- [Task requirements]
Find every line in the material below that contains the word "short", and copy each of those lines.

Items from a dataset
►
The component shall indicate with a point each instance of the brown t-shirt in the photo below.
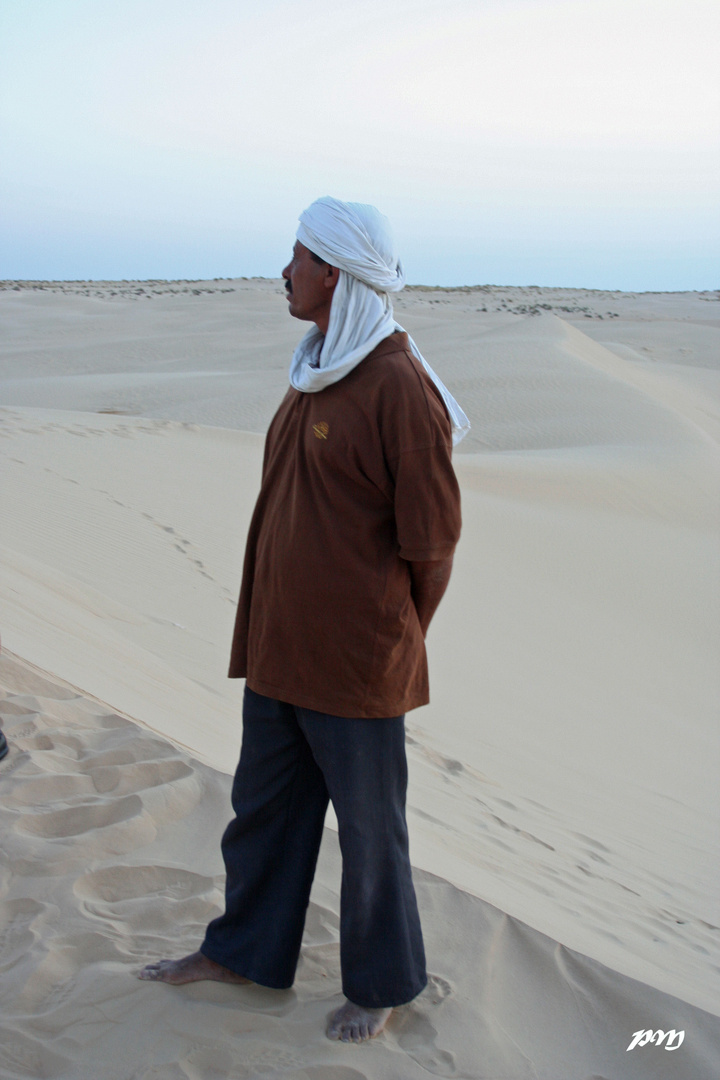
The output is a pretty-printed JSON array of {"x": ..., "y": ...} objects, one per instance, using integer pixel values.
[{"x": 357, "y": 481}]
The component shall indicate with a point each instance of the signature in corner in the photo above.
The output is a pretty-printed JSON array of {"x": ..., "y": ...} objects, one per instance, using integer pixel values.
[{"x": 642, "y": 1037}]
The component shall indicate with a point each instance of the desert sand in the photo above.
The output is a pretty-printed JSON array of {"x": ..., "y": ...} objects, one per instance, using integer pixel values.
[{"x": 564, "y": 801}]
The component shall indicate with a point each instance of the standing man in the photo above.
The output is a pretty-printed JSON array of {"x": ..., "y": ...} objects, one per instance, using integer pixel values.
[{"x": 349, "y": 554}]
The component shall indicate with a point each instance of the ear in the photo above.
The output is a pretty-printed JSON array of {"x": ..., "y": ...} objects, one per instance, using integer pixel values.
[{"x": 331, "y": 277}]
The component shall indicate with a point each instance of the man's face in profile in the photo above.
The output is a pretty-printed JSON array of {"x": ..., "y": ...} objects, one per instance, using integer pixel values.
[{"x": 309, "y": 285}]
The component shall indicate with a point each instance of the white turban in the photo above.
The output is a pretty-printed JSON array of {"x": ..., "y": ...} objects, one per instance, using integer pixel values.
[{"x": 356, "y": 239}]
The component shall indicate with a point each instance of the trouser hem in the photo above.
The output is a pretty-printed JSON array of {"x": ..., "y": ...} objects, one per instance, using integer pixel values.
[
  {"x": 246, "y": 972},
  {"x": 394, "y": 1002}
]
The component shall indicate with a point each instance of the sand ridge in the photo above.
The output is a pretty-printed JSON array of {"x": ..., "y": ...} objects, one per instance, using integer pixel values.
[
  {"x": 110, "y": 855},
  {"x": 564, "y": 777}
]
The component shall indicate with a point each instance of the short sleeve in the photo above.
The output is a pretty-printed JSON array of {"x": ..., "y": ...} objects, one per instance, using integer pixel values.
[
  {"x": 428, "y": 514},
  {"x": 426, "y": 504}
]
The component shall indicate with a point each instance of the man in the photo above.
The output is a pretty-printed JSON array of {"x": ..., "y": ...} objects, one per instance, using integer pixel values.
[{"x": 348, "y": 556}]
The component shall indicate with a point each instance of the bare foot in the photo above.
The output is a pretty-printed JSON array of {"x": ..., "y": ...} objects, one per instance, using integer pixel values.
[
  {"x": 354, "y": 1024},
  {"x": 190, "y": 969}
]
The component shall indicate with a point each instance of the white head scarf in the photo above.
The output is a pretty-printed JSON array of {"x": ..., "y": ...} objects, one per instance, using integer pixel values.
[{"x": 356, "y": 239}]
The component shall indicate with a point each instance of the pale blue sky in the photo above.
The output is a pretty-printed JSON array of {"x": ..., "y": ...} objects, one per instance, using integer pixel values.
[{"x": 511, "y": 142}]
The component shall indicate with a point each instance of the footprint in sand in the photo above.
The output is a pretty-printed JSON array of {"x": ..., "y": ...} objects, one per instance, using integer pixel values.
[
  {"x": 18, "y": 930},
  {"x": 94, "y": 829},
  {"x": 150, "y": 905},
  {"x": 416, "y": 1035}
]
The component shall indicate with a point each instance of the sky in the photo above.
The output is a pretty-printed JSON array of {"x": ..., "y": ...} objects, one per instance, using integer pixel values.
[{"x": 570, "y": 143}]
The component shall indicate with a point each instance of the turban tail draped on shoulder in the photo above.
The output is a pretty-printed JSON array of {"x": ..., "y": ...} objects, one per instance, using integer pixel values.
[{"x": 356, "y": 239}]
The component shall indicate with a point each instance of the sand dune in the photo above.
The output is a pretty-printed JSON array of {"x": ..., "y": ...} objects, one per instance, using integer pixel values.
[
  {"x": 110, "y": 855},
  {"x": 564, "y": 778}
]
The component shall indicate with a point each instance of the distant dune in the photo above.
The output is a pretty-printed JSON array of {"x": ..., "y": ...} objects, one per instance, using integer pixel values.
[{"x": 564, "y": 797}]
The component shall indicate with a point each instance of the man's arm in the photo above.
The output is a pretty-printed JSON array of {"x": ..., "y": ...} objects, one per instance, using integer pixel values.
[{"x": 430, "y": 580}]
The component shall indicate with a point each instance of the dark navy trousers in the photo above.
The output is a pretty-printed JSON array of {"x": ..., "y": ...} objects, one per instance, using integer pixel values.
[{"x": 291, "y": 761}]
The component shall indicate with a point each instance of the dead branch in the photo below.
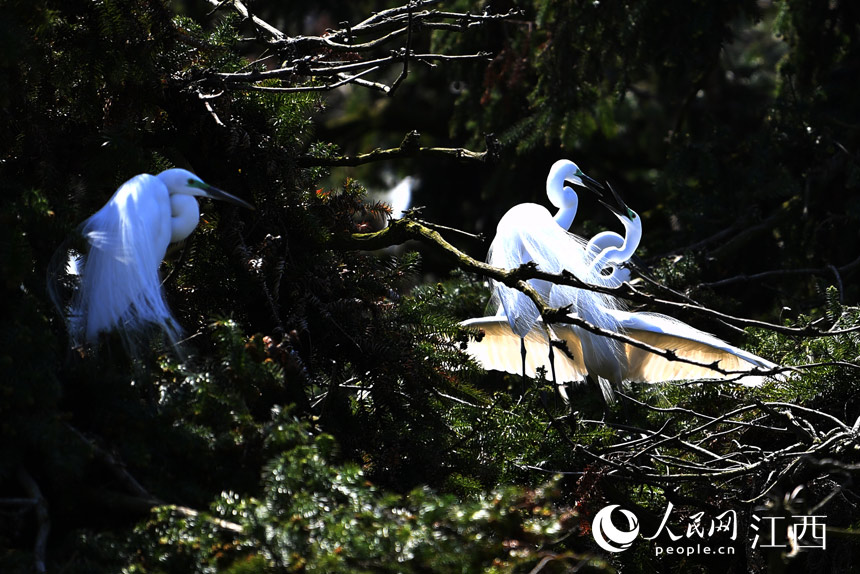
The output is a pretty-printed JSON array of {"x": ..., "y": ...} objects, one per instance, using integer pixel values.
[
  {"x": 43, "y": 520},
  {"x": 408, "y": 148},
  {"x": 343, "y": 56}
]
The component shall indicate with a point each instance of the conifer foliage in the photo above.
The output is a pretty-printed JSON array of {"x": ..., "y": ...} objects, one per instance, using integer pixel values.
[{"x": 320, "y": 415}]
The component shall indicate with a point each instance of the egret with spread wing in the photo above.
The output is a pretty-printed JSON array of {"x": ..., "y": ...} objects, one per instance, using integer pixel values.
[
  {"x": 528, "y": 233},
  {"x": 599, "y": 356},
  {"x": 119, "y": 286}
]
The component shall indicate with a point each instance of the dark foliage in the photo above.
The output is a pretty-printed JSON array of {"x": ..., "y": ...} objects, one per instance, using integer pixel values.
[{"x": 320, "y": 416}]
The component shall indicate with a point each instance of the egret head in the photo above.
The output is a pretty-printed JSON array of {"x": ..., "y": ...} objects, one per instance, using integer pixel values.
[
  {"x": 562, "y": 173},
  {"x": 183, "y": 182}
]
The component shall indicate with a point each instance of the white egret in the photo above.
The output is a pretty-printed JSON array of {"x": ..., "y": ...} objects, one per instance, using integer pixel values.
[
  {"x": 603, "y": 358},
  {"x": 528, "y": 233},
  {"x": 119, "y": 286},
  {"x": 608, "y": 251}
]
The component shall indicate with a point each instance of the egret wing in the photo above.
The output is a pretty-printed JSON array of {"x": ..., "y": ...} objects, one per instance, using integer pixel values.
[
  {"x": 500, "y": 350},
  {"x": 687, "y": 342}
]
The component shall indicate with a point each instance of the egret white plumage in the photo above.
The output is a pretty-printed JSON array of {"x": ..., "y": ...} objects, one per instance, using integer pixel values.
[
  {"x": 528, "y": 233},
  {"x": 589, "y": 353},
  {"x": 119, "y": 287}
]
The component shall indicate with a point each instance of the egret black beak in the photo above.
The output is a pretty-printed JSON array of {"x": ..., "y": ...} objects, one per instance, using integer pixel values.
[
  {"x": 588, "y": 183},
  {"x": 621, "y": 209},
  {"x": 221, "y": 195}
]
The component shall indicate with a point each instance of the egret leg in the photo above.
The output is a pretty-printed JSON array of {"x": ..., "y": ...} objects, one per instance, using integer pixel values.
[
  {"x": 523, "y": 354},
  {"x": 552, "y": 372}
]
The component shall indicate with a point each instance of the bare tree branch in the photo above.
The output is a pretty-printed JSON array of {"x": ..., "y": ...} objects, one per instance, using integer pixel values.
[
  {"x": 408, "y": 148},
  {"x": 43, "y": 520}
]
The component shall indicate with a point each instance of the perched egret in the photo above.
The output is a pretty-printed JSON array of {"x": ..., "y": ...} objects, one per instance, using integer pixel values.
[
  {"x": 528, "y": 233},
  {"x": 608, "y": 251},
  {"x": 604, "y": 358},
  {"x": 119, "y": 287}
]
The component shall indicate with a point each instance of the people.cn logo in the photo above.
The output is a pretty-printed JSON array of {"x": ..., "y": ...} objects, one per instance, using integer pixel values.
[{"x": 608, "y": 536}]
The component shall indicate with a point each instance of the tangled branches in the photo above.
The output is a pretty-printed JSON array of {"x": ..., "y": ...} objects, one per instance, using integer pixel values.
[{"x": 350, "y": 55}]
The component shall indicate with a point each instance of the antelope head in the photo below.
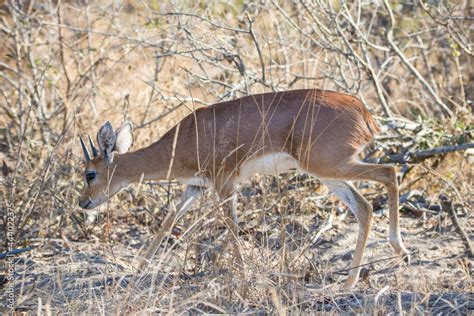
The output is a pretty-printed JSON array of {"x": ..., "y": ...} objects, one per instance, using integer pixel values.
[{"x": 101, "y": 179}]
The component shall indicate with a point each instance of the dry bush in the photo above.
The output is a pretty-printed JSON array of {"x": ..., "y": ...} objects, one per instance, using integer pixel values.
[{"x": 67, "y": 66}]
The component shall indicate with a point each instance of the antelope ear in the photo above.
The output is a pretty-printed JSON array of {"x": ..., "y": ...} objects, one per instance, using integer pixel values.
[
  {"x": 106, "y": 139},
  {"x": 124, "y": 137}
]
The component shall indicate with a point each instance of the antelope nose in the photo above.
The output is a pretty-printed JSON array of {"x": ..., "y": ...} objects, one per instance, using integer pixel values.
[{"x": 85, "y": 203}]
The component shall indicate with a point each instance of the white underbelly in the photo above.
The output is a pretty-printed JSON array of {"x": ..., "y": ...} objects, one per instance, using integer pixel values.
[{"x": 272, "y": 164}]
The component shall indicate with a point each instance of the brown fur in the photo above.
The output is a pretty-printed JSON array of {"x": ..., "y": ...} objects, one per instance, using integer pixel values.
[{"x": 323, "y": 130}]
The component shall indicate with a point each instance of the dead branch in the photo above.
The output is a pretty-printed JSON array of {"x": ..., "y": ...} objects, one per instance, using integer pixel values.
[
  {"x": 14, "y": 252},
  {"x": 447, "y": 205},
  {"x": 417, "y": 156}
]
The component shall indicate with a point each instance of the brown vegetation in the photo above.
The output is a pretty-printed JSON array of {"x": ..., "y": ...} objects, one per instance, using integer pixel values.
[{"x": 68, "y": 66}]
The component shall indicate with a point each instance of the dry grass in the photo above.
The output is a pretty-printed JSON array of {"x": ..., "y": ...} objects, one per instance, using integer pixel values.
[{"x": 64, "y": 69}]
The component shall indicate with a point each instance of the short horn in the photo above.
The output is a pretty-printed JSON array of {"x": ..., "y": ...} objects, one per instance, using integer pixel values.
[
  {"x": 84, "y": 149},
  {"x": 94, "y": 150}
]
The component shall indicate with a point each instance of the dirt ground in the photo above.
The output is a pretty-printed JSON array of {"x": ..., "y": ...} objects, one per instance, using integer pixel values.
[{"x": 68, "y": 66}]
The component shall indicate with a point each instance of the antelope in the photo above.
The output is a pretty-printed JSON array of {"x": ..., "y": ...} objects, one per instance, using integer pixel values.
[{"x": 314, "y": 131}]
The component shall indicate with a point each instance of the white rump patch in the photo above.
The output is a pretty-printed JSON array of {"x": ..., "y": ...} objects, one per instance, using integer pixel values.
[{"x": 272, "y": 164}]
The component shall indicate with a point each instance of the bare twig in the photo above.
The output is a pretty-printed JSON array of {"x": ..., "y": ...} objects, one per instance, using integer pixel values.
[{"x": 447, "y": 205}]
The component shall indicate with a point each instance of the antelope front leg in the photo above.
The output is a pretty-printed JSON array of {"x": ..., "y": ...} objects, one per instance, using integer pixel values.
[
  {"x": 231, "y": 221},
  {"x": 362, "y": 210}
]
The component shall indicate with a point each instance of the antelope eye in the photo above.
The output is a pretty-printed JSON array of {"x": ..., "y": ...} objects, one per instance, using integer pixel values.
[{"x": 90, "y": 176}]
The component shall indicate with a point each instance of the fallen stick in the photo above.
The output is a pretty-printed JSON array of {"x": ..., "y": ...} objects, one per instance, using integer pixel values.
[
  {"x": 447, "y": 205},
  {"x": 14, "y": 252},
  {"x": 418, "y": 156}
]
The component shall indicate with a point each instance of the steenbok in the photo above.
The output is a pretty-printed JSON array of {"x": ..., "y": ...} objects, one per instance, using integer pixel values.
[{"x": 315, "y": 131}]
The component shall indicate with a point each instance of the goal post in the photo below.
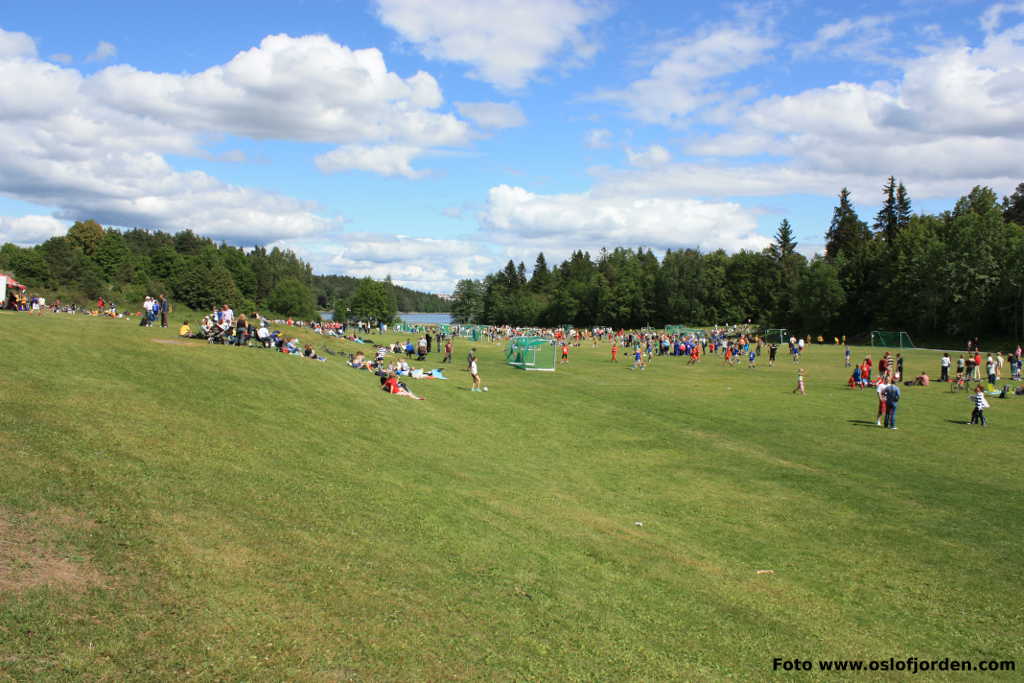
◄
- [The reply]
The component shall indicate with a point each instance of the short sleeve in the photo above.
The component shall indicate with a point each instance of the short horn in the photo above.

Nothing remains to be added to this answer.